▶ Instructions to follow: Indicate, with the number alone, how many lines in the listing below hold the string "ceiling".

▶ Extracted entries:
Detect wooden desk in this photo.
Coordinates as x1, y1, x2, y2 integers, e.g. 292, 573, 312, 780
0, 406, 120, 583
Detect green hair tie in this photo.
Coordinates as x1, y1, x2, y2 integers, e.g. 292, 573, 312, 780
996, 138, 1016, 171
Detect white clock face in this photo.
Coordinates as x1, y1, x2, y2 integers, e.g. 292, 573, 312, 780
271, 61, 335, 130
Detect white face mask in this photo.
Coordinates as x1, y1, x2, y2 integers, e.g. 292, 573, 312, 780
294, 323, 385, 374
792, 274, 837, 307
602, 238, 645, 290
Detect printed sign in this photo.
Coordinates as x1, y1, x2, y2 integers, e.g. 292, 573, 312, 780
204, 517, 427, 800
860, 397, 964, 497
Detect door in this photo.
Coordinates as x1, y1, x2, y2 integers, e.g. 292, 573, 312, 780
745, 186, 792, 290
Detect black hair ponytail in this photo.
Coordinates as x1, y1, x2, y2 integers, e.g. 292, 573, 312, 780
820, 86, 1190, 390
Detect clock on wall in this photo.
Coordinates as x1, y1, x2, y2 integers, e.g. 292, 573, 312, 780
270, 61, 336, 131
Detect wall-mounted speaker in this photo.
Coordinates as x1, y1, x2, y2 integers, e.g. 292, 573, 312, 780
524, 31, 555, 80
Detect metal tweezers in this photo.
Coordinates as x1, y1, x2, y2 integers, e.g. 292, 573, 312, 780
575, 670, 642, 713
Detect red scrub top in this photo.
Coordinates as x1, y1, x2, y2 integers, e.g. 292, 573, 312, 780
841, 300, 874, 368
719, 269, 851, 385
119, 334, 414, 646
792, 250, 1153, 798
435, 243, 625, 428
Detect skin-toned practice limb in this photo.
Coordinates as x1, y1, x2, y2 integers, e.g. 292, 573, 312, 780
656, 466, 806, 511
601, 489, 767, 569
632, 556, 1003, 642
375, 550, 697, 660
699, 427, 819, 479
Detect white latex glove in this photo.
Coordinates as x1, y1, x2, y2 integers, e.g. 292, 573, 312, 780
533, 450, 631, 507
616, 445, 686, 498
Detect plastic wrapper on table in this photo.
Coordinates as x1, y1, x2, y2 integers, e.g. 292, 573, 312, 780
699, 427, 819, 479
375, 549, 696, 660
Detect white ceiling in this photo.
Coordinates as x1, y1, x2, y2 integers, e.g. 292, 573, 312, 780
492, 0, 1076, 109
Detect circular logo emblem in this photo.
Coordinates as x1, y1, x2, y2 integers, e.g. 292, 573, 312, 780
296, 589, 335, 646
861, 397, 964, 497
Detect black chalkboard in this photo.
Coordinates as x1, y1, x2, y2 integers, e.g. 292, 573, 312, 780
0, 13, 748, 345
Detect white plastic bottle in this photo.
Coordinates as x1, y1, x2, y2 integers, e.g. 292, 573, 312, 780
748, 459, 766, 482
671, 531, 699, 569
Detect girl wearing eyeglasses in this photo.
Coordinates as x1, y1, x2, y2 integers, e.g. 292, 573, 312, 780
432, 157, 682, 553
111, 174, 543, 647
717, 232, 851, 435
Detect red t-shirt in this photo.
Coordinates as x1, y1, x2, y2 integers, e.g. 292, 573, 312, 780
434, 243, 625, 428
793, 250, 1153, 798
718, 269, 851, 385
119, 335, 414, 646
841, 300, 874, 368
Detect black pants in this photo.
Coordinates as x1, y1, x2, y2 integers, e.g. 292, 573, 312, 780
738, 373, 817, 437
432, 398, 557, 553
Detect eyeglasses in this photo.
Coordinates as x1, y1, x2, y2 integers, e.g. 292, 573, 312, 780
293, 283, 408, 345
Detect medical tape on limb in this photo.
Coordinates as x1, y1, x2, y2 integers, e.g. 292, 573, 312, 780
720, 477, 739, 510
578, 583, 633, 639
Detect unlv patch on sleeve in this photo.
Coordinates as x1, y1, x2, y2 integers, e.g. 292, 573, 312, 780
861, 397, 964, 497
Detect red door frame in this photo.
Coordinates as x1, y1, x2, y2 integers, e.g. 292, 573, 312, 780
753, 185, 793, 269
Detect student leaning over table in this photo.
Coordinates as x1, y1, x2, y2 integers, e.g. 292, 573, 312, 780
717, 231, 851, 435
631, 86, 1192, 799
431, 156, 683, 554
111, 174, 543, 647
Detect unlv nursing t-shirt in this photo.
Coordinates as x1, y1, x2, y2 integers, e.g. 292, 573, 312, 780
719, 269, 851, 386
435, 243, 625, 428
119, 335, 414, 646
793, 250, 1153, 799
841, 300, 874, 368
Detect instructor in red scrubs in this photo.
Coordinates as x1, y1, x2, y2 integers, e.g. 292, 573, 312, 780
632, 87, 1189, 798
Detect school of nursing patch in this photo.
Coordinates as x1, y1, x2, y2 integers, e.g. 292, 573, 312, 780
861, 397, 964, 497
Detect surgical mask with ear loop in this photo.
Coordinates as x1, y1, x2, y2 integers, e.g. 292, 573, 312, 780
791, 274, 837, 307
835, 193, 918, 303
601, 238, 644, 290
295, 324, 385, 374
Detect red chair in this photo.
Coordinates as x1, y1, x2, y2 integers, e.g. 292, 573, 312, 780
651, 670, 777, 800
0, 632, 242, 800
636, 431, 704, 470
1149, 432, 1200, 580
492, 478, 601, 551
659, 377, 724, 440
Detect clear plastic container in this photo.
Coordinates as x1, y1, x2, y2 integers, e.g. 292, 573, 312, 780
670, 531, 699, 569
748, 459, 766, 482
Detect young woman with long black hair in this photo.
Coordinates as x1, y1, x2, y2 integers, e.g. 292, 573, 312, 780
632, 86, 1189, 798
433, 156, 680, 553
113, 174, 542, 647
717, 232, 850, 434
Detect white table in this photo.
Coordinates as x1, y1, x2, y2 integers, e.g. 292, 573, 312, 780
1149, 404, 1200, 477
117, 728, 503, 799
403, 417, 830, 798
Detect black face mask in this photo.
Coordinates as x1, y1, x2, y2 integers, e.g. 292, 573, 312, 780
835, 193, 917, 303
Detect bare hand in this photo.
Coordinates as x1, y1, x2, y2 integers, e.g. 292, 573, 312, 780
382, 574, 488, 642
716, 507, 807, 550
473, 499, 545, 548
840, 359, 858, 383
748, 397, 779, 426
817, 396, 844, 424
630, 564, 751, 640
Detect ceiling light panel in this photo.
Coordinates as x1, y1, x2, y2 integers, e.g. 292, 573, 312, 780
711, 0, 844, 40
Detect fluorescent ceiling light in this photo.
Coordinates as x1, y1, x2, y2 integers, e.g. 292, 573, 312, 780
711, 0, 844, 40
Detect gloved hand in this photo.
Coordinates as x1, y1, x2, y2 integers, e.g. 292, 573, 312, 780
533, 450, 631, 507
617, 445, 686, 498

▶ Output for this task: 3